● **Directive**: How many lines in the items below contain the word "metal"? Give only the number.

● **Data supplied**:
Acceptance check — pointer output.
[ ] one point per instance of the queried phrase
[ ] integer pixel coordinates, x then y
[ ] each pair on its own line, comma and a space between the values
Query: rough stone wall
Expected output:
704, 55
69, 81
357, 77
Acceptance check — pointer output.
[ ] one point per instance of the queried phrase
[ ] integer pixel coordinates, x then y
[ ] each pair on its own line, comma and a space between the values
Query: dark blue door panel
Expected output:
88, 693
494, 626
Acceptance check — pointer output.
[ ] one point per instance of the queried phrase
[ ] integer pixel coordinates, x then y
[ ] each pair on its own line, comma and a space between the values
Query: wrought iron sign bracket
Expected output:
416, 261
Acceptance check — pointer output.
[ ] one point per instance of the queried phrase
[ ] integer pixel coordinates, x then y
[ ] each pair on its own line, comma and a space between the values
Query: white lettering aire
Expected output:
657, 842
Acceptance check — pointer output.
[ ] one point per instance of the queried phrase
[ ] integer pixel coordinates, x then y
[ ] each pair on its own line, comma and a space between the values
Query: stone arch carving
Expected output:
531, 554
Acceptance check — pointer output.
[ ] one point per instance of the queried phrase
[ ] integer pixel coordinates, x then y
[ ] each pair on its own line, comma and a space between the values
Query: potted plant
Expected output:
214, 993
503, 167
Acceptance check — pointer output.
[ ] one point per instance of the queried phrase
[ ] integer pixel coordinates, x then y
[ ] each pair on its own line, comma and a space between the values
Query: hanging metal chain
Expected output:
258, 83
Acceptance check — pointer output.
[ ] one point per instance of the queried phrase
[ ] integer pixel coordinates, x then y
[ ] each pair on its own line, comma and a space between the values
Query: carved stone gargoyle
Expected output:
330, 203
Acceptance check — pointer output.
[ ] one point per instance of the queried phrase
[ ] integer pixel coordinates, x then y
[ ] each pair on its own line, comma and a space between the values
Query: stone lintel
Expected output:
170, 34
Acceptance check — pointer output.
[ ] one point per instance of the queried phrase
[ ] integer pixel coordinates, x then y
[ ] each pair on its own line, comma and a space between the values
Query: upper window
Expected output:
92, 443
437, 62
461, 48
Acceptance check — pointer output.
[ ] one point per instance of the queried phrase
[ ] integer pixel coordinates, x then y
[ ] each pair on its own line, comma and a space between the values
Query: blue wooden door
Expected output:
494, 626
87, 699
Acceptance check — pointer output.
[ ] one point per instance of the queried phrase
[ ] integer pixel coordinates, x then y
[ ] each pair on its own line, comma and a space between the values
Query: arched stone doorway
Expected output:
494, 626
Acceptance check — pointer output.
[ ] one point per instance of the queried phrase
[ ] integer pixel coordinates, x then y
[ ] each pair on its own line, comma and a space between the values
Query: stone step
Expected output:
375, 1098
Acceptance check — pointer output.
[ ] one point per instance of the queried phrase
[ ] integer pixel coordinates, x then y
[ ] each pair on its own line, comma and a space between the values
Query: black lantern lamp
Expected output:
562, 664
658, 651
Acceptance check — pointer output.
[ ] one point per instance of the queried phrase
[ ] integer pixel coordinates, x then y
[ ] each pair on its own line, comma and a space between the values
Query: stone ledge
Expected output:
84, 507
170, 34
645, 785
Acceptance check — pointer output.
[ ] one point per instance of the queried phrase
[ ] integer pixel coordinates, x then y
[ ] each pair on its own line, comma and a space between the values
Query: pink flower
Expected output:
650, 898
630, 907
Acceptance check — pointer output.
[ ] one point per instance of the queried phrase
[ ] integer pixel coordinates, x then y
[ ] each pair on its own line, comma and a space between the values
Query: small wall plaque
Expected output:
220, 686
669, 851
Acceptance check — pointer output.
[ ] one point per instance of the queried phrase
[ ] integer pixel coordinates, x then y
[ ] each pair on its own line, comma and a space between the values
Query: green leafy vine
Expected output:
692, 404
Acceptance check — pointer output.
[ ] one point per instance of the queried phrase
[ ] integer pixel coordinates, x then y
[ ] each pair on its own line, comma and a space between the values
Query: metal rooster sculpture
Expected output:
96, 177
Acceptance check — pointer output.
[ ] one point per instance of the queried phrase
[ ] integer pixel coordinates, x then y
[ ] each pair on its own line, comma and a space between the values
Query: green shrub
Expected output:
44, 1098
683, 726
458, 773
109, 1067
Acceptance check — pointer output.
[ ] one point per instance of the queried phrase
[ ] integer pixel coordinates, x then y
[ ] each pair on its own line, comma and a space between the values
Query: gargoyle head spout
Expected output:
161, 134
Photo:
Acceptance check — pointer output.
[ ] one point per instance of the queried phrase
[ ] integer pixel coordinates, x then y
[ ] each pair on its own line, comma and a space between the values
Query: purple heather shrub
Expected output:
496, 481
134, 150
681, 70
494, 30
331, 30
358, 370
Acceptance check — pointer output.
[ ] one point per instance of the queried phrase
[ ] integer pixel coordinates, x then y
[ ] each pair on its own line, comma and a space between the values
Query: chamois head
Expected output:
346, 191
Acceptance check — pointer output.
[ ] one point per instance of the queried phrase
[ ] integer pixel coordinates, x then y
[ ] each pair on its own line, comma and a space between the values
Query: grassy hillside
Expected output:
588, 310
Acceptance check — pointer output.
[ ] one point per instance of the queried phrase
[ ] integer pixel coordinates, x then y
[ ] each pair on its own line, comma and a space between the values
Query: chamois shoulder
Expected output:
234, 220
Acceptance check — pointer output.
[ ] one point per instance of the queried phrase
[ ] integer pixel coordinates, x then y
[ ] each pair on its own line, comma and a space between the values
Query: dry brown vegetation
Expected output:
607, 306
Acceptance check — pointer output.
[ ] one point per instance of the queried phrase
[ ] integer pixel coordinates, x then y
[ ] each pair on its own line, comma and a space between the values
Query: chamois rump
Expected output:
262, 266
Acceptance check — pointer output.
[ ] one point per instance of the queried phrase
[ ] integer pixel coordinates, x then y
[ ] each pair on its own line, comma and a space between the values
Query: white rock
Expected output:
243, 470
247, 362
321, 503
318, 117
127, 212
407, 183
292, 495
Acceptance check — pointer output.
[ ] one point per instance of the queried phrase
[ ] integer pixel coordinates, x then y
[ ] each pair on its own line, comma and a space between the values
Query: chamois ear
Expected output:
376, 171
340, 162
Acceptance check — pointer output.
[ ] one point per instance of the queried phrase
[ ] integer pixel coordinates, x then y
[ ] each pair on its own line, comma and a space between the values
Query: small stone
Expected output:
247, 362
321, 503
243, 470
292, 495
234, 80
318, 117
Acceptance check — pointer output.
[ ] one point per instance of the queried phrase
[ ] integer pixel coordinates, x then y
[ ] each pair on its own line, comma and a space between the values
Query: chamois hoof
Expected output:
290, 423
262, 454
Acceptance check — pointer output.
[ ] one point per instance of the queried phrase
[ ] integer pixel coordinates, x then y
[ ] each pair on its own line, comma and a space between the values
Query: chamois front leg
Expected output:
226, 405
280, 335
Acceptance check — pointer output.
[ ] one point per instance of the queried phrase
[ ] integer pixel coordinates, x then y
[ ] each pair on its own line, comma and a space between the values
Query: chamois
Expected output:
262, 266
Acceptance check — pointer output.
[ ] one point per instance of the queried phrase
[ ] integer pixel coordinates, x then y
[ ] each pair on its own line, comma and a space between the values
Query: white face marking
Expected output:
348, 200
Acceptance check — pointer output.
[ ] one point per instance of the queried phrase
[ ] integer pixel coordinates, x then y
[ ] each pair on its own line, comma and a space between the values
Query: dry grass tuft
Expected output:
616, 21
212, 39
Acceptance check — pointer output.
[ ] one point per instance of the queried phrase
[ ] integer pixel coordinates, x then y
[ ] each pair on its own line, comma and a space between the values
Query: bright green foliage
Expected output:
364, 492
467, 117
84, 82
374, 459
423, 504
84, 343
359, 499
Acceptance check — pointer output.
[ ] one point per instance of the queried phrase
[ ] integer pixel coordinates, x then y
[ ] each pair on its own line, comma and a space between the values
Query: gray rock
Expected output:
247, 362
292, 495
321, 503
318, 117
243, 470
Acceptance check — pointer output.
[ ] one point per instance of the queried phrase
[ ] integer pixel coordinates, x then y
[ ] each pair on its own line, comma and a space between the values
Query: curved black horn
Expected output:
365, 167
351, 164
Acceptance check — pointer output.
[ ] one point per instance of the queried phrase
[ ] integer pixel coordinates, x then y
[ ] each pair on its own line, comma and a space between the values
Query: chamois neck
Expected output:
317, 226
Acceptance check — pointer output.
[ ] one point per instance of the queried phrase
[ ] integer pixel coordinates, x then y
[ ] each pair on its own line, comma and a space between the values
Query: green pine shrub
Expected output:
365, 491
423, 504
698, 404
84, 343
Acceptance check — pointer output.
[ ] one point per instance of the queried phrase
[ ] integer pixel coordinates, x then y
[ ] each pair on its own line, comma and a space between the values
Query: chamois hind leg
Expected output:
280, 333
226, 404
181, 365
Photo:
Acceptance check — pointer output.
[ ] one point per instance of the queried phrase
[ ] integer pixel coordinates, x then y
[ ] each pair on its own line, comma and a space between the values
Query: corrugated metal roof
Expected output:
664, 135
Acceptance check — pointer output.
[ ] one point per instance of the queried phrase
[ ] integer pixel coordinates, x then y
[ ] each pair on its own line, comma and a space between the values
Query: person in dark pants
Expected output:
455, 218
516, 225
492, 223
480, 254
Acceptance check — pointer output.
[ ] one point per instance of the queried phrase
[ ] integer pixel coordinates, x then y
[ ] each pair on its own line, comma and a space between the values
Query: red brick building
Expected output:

● **Result for this exercise**: 3